TEXT SHOWN:
The cutting device 12 for use to accomplish the spontaneous cutting of the continuous web 05, such as, for example, as a result of an emergency stop, is arranged in the path of the continuous web 05 between the printing unit, which is applying the pattern to be processed, and the transverse cutting device 24. This emergency cutting device 12 is configured to cut through the continuous web 05 with a short reaction time and upon receipt of an appropriate command and, in an advantageous further development, to simultaneously conduct the now cut, continuous web 05 out of the continuous web path, in the direction toward the folding apparatus F. Basically, every cutting device 12, having a cutter 31 that can be moved into the continuous web path or out of the continuous web path, can be provided for this emergency web cutting and deployment.

In the preferred embodiment of the present invention, as depicted in FIG. 3, the emergency cutting device 12 has a cutter 31, which is pivotably seated on a shaft 36, and which can be moved into the continuous web path, or out of the continuous web path, by pivoting of the shaft 36. Pivoting of the shaft 36, and therefore movement of the cutter 31, takes place by the operation of a lever 37, which lever 37 is hinged eccentrically in respect to the shaft 36, by a pressure-medium-operated actuating device 32. Here, the actuating device 32 is operated as a result of a signal N, exemplifying an emergency stop, via a control device 35, or via an actuating member 35, which may be, for example, embodied as a valve for charging with a pressure medium. This signal N can come from the machine control device 18 or, for a short running time, can come directly from sensors for detecting errors. In an advantageous further development, the cutting device 12 may also have a guide element 33, such as, for example, a deflecting tongue 33 which, in the active state of the cutter 31, works together with the cutter 31, blocks the operational continuous web path and conducts the now severed continuous web 05 out of the normal, operational web travel path to the folding apparatus F. Furthermore, the cutting device 12 can have a strap 34, which can be pivoted together with the cutter 31 and which strap 34 aids the guidance of the start of the continuous web in the direction toward the folding apparatus 12 when the cutter 31 is deactivated.

If an error or fault occurs, in the course of the operation of the machine, in which circumstance the further run-in of the continuous web 05, or of the webs 01 of material into the folding apparatus F is to be prevented, the machine is stopped, for example, and the continuous web 05 is cut by the operation of the cutting device 12. In FIG. 3, this circumstance is indicated by the signal N acting on the actuating member 35. This cutting, or “emergency cutting”, takes place spontaneously and without considering a location, or a cutting line S, which is typically provided for the usual cutting step at one end or the other of a section length LB step in accordance with the typical operation of the device. The continuous web 05 is now moved laterally out during the braking of the installation. As represented in FIG. 3, in an operational state shortly following the first cutting, or the so-called emergency cutting, and since as a rule, the emergency cut does not coincide with the planned cut between two repetition lengths LB, a rest or residual section, R of a length less than LB remains on the continuous web 05 and extends from the location of the emergency cut up to the start of the next repetition length LB.

REQUIREMENT A:
Answer these questions from the cutting device text:
(i) Between which two parts of the web path is the cutting device 12 arranged?
(ii) What kind of actuating device operates the lever 37?
(iii) After the emergency cut, what remains on the continuous web 05?
REQUIREMENT B: Please reproduce the part of the cutting device text starting at "The cutting device 12 for" and ending at "cutting and deployment.".
The records play no part in this work.

RECORD LIST:
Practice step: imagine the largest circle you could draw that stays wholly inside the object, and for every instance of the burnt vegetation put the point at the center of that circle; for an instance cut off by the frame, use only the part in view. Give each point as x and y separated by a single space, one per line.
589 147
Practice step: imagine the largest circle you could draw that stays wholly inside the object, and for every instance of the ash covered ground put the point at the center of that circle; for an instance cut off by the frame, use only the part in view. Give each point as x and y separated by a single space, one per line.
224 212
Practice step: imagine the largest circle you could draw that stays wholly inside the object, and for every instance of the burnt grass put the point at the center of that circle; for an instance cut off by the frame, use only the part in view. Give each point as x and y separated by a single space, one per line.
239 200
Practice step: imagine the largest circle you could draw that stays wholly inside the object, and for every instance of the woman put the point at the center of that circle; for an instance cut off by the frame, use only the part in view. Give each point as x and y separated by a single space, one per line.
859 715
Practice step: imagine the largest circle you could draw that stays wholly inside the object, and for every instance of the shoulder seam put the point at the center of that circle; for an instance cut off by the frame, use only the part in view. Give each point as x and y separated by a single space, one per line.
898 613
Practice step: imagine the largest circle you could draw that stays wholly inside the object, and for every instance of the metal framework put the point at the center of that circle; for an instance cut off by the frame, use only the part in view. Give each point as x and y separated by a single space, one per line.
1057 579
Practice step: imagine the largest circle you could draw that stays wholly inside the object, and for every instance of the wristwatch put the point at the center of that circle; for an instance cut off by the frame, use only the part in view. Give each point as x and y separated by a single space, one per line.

FULL SOLUTION A:
(i) Between the printing unit that applies the pattern to be processed and the transverse cutting device 24.
(ii) A pressure-medium-operated actuating device 32.
(iii) A rest or residual section R, shorter than LB, extending from the location of the emergency cut up to the start of the next repetition length LB.

FULL SOLUTION B:
The cutting device 12 for use to accomplish the spontaneous cutting of the continuous web 05, such as, for example, as a result of an emergency stop, is arranged in the path of the continuous web 05 between the printing unit, which is applying the pattern to be processed, and the transverse cutting device 24. This emergency cutting device 12 is configured to cut through the continuous web 05 with a short reaction time and upon receipt of an appropriate command and, in an advantageous further development, to simultaneously conduct the now cut, continuous web 05 out of the continuous web path, in the direction toward the folding apparatus F. Basically, every cutting device 12, having a cutter 31 that can be moved into the continuous web path or out of the continuous web path, can be provided for this emergency web cutting and deployment.